Required task 1 — In the Postgres and Neo4j architecture excerpt, which kind of drill-in queries are sent to Neo4j?
Required task 2 — In the Postgres and Neo4j architecture excerpt, reproduce the part that opens with the words containing "Per-pair caches and" and closes with "model (graph schema)", swapping "Postgres" for "PostgreSQL" throughout.
Required task 3 — Extend the Postgres and Neo4j architecture excerpt, picking up after its final sentence.

Page excerpt —
2. System architecture

Two databases. Postgres is the source of truth. Neo4j is a derived index optimized for graph traversal. A sync pipeline keeps them consistent.

flowchart LR subgraph App["Rails app"] Hooks[after_commit hooks] Workers[Sidekiq workers] Services[Service layer
SQL or Cypher] end subgraph PG["Postgres (source of truth)"] Source[Source tables
contact_work_experiences
interaction_events
UCC] PgCaches[Postgres caches
WorkOverlapCache
UserContactInteractionStats
SharedListNetworkSummary] end subgraph Neo["Neo4j (traversal index)"] Graph[(Graph store
Contact, Org, School
WORKED_AT, STUDIED_AT,
SHARED_IN, CURRENT_AT)] end Source -- "writes" --> Hooks Hooks --> Workers Workers -- "writes Postgres" --> PgCaches Workers -- "writes Neo4j (sync)" --> Graph Services -- "SQL: rollups, aggregation,
per-pair lookups" --> PgCaches Services -- "SQL: source reads" --> Source Services -- "Cypher: traversal,
shortest-path" --> Graph classDef pg fill:#fef3c7,stroke:#b45309 classDef neo fill:#dbeafe,stroke:#1e40af class Source,PgCaches pg class Graph neo

2.1 What's same as canonical 008

All source ingestion (Phase 1–3, 6, 7) is identical.
Postgres remains the source of truth. Every record exists in Postgres first.
Per-pair caches and rollups stay in Postgres tables.

2.2 What's different

Neo4j cluster stands alongside Postgres in production.
Sync pipeline: every after_commit from a relevant table writes to both Postgres and Neo4j (dual-write) or via change-data-capture.
Cypher service layer: a Rails service for graph queries using the official Bolt-protocol Ruby driver.
Drill-in queries with traversal > 2 hops hit Neo4j; everything else stays in Postgres.

3. Data model (graph schema)

One Neo4j database. Five vertex labels, four relationship types for v1. Schema constraints define uniqueness and indexed properties.

3.0 What lives where

Before reading the schema, anchor on the storage boundary. Postgres remains the source of truth. Neo4j is added as a derived graph store for traversal queries — it does not replace any relational tables.

Layer	Where it lives	Why
Source data (facts about the world)	`contact_work_experiences` (PG) `contact_education` (PG) `UCC.shared` (PG) + duplicated as `:WORKED_AT`, `:STUDIED_AT`, `:SHARED_IN` relationships in Neo4j	PG is required for Rails ActiveRecord, Findem sync, and every non-graph feature. Neo4j gets its own copy because graph traversal needs graph-shaped storage. Two physical databases, sync layer required (dual-write or CDC). This is the largest operational cost of this variant.

Stored rows —
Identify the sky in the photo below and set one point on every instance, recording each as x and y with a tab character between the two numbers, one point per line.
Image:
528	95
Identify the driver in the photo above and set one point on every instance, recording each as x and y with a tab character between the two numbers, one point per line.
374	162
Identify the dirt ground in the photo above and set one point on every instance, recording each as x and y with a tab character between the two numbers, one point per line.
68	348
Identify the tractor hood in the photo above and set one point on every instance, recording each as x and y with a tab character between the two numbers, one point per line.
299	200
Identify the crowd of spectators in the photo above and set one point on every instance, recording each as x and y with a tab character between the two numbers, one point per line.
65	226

Final answer 1 — Drill-in queries with traversal greater than 2 hops.

Final answer 2 —
Per-pair caches and rollups stay in PostgreSQL tables.

2.2 What's different

Neo4j cluster stands alongside PostgreSQL in production.
Sync pipeline: every after_commit from a relevant table writes to both PostgreSQL and Neo4j (dual-write) or via change-data-capture.
Cypher service layer: a Rails service for graph queries using the official Bolt-protocol Ruby driver.
Drill-in queries with traversal > 2 hops hit Neo4j; everything else stays in PostgreSQL.

3. Data model (graph schema)

Final answer 3 —
Derived edges (inferred from source)	Neo4j only — computed at query time via pattern match, OR materialized as `:COWORKER_OF` relationships if read latency demands.	No `ContactCoemploymentEdge` Postgres table in this variant. Native graph storage makes pattern match fast even without precomputation. Single source of derived truth — no PG ↔ Neo4j drift on inferred edges.
Per-pair caches (strength signals)	PG only — `UserContactInteractionStats`, `WorkOverlapCache`, etc.	Per-pair lookups don't benefit from graph structure. PG keyed lookups are fastest, and round-tripping to Neo4j adds Bolt-protocol overhead without value.
Rollup tables (list-view aggregations)	PG only — `SharedListNetworkSummary`, `ContactReachability`	Hot-path read budget (50ms p99) requires a single indexed Postgres lookup. Aggregation is SQL's home turf, and a Neo4j network round-trip alone exceeds the budget.

The duplication is in source data, not derived edges

Adopting Neo4j means duplicating raw facts (work history, education, UCCs) across two databases. It does not mean duplicating derived edges (coemployment, coeducation) — those move entirely into Neo4j. The unavoidable cost is the sync layer for source data; the avoided cost is precomputed-edge maintenance in the canonical PG plan. Cross-DB sync is the largest engineering risk in this variant — see §7 for sync strategies.

3.1 Schema setup

// Constraints (uniqueness + creates indexes automatically)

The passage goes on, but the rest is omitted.